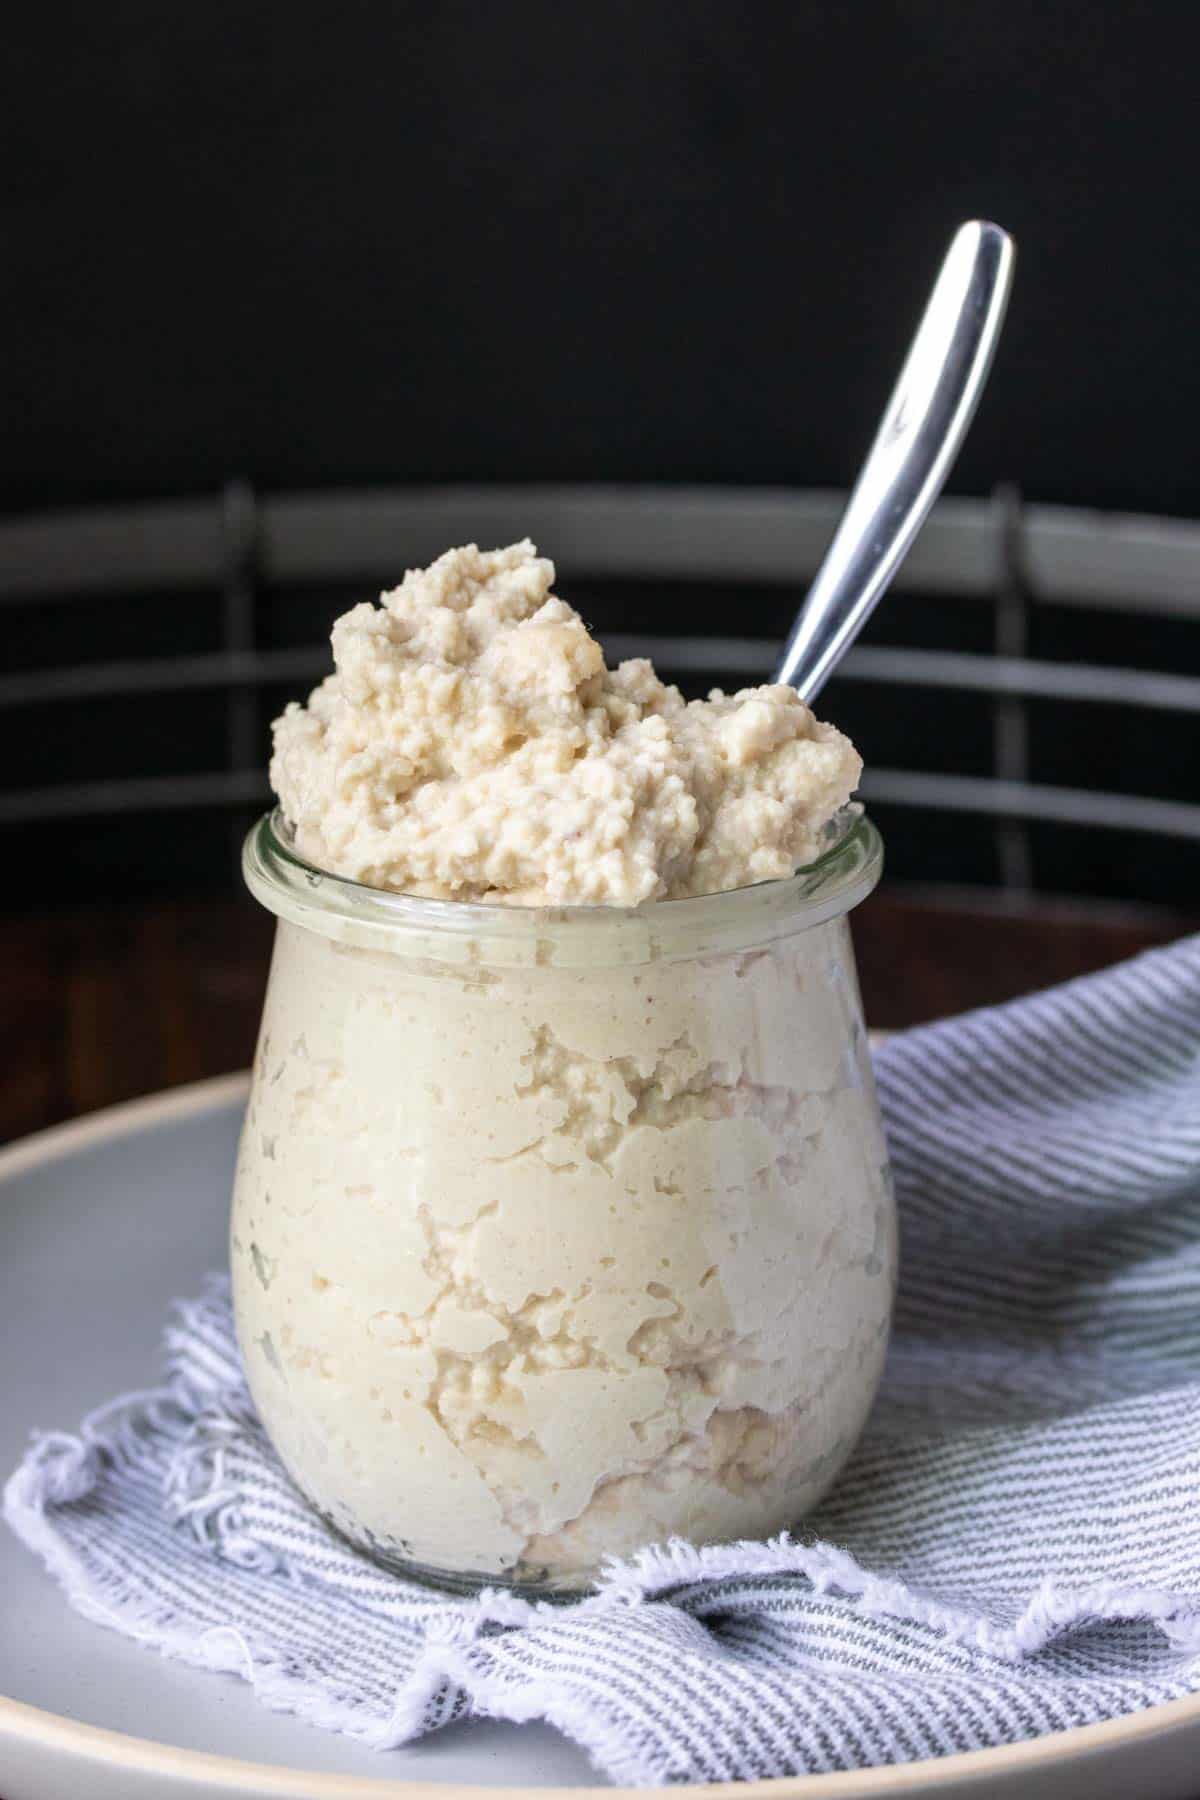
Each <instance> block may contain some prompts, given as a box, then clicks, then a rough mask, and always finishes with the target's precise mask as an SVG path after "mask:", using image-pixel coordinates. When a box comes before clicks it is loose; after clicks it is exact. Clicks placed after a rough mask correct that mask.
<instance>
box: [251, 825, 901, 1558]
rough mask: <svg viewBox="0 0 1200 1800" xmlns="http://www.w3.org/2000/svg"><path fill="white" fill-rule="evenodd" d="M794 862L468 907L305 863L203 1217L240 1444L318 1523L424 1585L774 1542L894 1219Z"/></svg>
mask: <svg viewBox="0 0 1200 1800" xmlns="http://www.w3.org/2000/svg"><path fill="white" fill-rule="evenodd" d="M838 832H840V835H837V841H835V842H833V848H831V850H829V853H828V855H824V857H822V859H820V860H819V862H817V864H813V866H811V868H810V869H804V871H801V873H799V875H795V877H793V878H792V880H786V882H766V884H761V886H756V887H741V889H736V891H732V893H721V895H707V896H703V898H696V900H671V902H658V904H653V905H644V907H639V909H621V907H556V909H533V907H504V905H466V904H457V902H444V900H421V898H408V896H403V895H394V893H383V891H380V889H371V887H362V886H358V884H354V882H347V880H340V878H336V877H333V875H327V873H324V871H318V869H315V868H311V866H308V864H306V862H302V860H300V859H299V857H297V855H295V853H293V850H291V848H290V844H288V833H286V826H284V824H282V823H281V821H279V817H277V815H275V817H268V819H263V821H261V823H259V824H257V826H255V828H254V830H252V833H250V837H248V841H246V855H245V873H246V880H248V886H250V889H252V891H254V895H255V896H257V898H259V900H261V902H263V904H264V905H266V907H270V911H272V913H275V914H277V918H279V925H277V936H275V954H273V961H272V974H270V986H268V994H266V1004H264V1013H263V1028H261V1037H259V1048H257V1057H255V1066H254V1082H252V1089H250V1102H248V1111H246V1121H245V1130H243V1138H241V1152H239V1161H237V1179H236V1193H234V1217H232V1271H234V1305H236V1316H237V1332H239V1339H241V1348H243V1355H245V1366H246V1377H248V1382H250V1390H252V1393H254V1400H255V1404H257V1409H259V1415H261V1418H263V1424H264V1427H266V1431H268V1433H270V1438H272V1442H273V1444H275V1449H277V1451H279V1454H281V1458H282V1462H284V1465H286V1467H288V1471H290V1472H291V1476H293V1480H295V1481H297V1485H299V1487H300V1489H302V1490H304V1494H306V1496H308V1498H309V1499H311V1501H313V1505H315V1507H317V1508H318V1510H320V1512H322V1514H324V1517H326V1519H327V1521H329V1523H331V1525H335V1526H336V1528H338V1530H340V1532H344V1534H345V1535H347V1537H349V1539H353V1541H354V1543H356V1544H360V1546H362V1548H363V1550H367V1552H369V1553H371V1555H372V1557H376V1559H380V1561H381V1562H387V1564H390V1566H399V1568H403V1570H405V1571H407V1573H412V1575H417V1577H423V1579H426V1580H435V1582H439V1584H448V1586H471V1584H484V1582H488V1584H504V1582H507V1584H513V1586H516V1588H522V1589H538V1591H556V1589H572V1588H579V1586H587V1584H588V1582H590V1579H592V1577H594V1573H596V1568H597V1564H599V1561H601V1559H603V1557H604V1555H608V1553H619V1555H622V1553H628V1552H633V1550H637V1548H639V1546H640V1544H646V1543H657V1541H664V1539H669V1537H673V1535H682V1537H685V1539H689V1541H691V1543H712V1541H721V1539H732V1537H759V1535H765V1534H770V1532H777V1530H781V1528H783V1526H788V1525H792V1523H795V1519H797V1517H799V1516H801V1514H802V1512H806V1510H808V1508H810V1507H813V1503H815V1501H817V1499H819V1498H820V1496H822V1494H824V1490H826V1489H828V1487H829V1483H831V1481H833V1478H835V1474H837V1471H838V1469H840V1465H842V1462H844V1460H846V1456H847V1454H849V1451H851V1447H853V1445H855V1440H856V1438H858V1433H860V1429H862V1424H864V1420H865V1417H867V1409H869V1406H871V1399H873V1395H874V1390H876V1384H878V1377H880V1370H882V1363H883V1352H885V1341H887V1328H889V1318H891V1303H892V1287H894V1269H896V1226H894V1206H892V1195H891V1183H889V1174H887V1157H885V1147H883V1134H882V1127H880V1118H878V1107H876V1098H874V1084H873V1076H871V1064H869V1055H867V1044H865V1033H864V1024H862V1006H860V999H858V983H856V976H855V959H853V949H851V940H849V929H847V922H846V914H847V911H849V909H851V907H853V905H855V904H856V902H858V900H862V898H864V896H865V895H867V893H869V891H871V889H873V887H874V882H876V880H878V875H880V868H882V844H880V839H878V833H876V832H874V828H873V824H871V823H869V821H867V819H865V817H864V815H862V814H858V812H856V810H855V812H851V815H849V817H842V819H840V821H838Z"/></svg>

※ ※ ※

REQUEST:
Please quote the listing above word for word, leaving out the picture.

WRITTEN REPLY:
Each <instance> block may contain some prompts, given as a box, then clicks, then a rough mask, and always finishes with the target's precise mask as an SVG path after "mask:", using image-pixel coordinates. When a box comes before clicks it is loose; after clicks it is exact. Clicks placed after a rough mask correct that mask.
<instance>
box: [251, 825, 901, 1558]
rough mask: <svg viewBox="0 0 1200 1800" xmlns="http://www.w3.org/2000/svg"><path fill="white" fill-rule="evenodd" d="M794 862L468 907L305 863L203 1217L240 1444L318 1523L424 1585L774 1542L894 1219Z"/></svg>
mask: <svg viewBox="0 0 1200 1800" xmlns="http://www.w3.org/2000/svg"><path fill="white" fill-rule="evenodd" d="M838 832H840V835H837V841H835V842H833V848H831V850H829V853H828V855H824V857H822V859H820V860H819V862H817V864H813V866H811V868H810V869H804V871H801V873H799V875H795V877H793V878H792V880H786V882H766V884H761V886H756V887H741V889H736V891H732V893H721V895H707V896H703V898H696V900H671V902H658V904H653V905H644V907H639V909H621V907H556V909H533V907H504V905H466V904H457V902H444V900H421V898H408V896H403V895H394V893H383V891H380V889H371V887H362V886H358V884H354V882H347V880H340V878H336V877H333V875H327V873H324V871H318V869H315V868H311V866H308V864H306V862H302V860H300V859H299V857H297V855H295V853H293V850H291V848H290V844H288V833H286V826H284V824H282V823H281V821H279V817H277V815H275V817H268V819H263V821H261V823H259V824H257V826H255V828H254V830H252V833H250V837H248V841H246V855H245V873H246V880H248V886H250V889H252V891H254V895H255V896H257V898H259V900H261V902H263V904H264V905H266V907H270V911H272V913H275V914H277V918H279V925H277V936H275V954H273V961H272V974H270V986H268V994H266V1004H264V1013H263V1028H261V1037H259V1048H257V1057H255V1066H254V1082H252V1089H250V1102H248V1111H246V1121H245V1130H243V1138H241V1152H239V1161H237V1179H236V1193H234V1217H232V1271H234V1305H236V1316H237V1332H239V1339H241V1348H243V1355H245V1366H246V1377H248V1382H250V1390H252V1393H254V1400H255V1404H257V1409H259V1415H261V1418H263V1424H264V1427H266V1431H268V1433H270V1438H272V1442H273V1444H275V1449H277V1451H279V1454H281V1458H282V1462H284V1465H286V1467H288V1471H290V1472H291V1476H293V1480H295V1481H297V1485H299V1487H300V1489H302V1490H304V1494H306V1496H308V1498H309V1499H311V1501H313V1505H315V1507H317V1508H318V1510H320V1512H322V1514H324V1517H326V1519H327V1521H329V1523H331V1525H335V1526H336V1528H338V1530H340V1532H344V1534H345V1535H347V1537H349V1539H353V1541H354V1543H356V1544H360V1546H362V1548H363V1550H367V1552H369V1553H371V1555H372V1557H376V1559H380V1561H381V1562H387V1564H390V1566H399V1568H403V1570H405V1571H407V1573H412V1575H417V1577H423V1579H426V1580H435V1582H439V1584H448V1586H471V1584H484V1582H488V1584H504V1582H507V1584H513V1586H516V1588H522V1589H538V1591H556V1589H572V1588H579V1586H587V1584H588V1582H590V1579H592V1577H594V1573H596V1568H597V1564H599V1561H601V1559H603V1557H604V1555H608V1553H619V1555H622V1553H628V1552H633V1550H637V1548H639V1546H640V1544H646V1543H657V1541H664V1539H669V1537H673V1535H682V1537H685V1539H689V1541H691V1543H712V1541H721V1539H732V1537H759V1535H765V1534H770V1532H777V1530H781V1528H783V1526H788V1525H792V1523H795V1519H797V1517H799V1516H801V1514H802V1512H806V1510H808V1508H810V1507H813V1503H815V1501H817V1499H819V1498H820V1496H822V1494H824V1490H826V1489H828V1487H829V1483H831V1481H833V1478H835V1474H837V1471H838V1469H840V1465H842V1462H844V1460H846V1456H847V1454H849V1451H851V1447H853V1445H855V1440H856V1438H858V1433H860V1429H862V1424H864V1420H865V1417H867V1409H869V1406H871V1399H873V1395H874V1390H876V1384H878V1377H880V1370H882V1363H883V1352H885V1341H887V1328H889V1318H891V1303H892V1287H894V1269H896V1226H894V1206H892V1195H891V1183H889V1174H887V1157H885V1147H883V1134H882V1127H880V1118H878V1107H876V1098H874V1084H873V1076H871V1064H869V1055H867V1044H865V1033H864V1024H862V1006H860V999H858V983H856V976H855V959H853V949H851V940H849V929H847V922H846V914H847V911H849V909H851V907H853V905H855V904H856V902H858V900H862V898H864V896H865V895H867V893H869V891H871V889H873V887H874V882H876V880H878V875H880V868H882V844H880V839H878V833H876V832H874V828H873V824H871V823H869V821H867V819H865V817H864V815H862V814H858V812H856V810H855V812H851V815H849V817H842V819H840V821H838Z"/></svg>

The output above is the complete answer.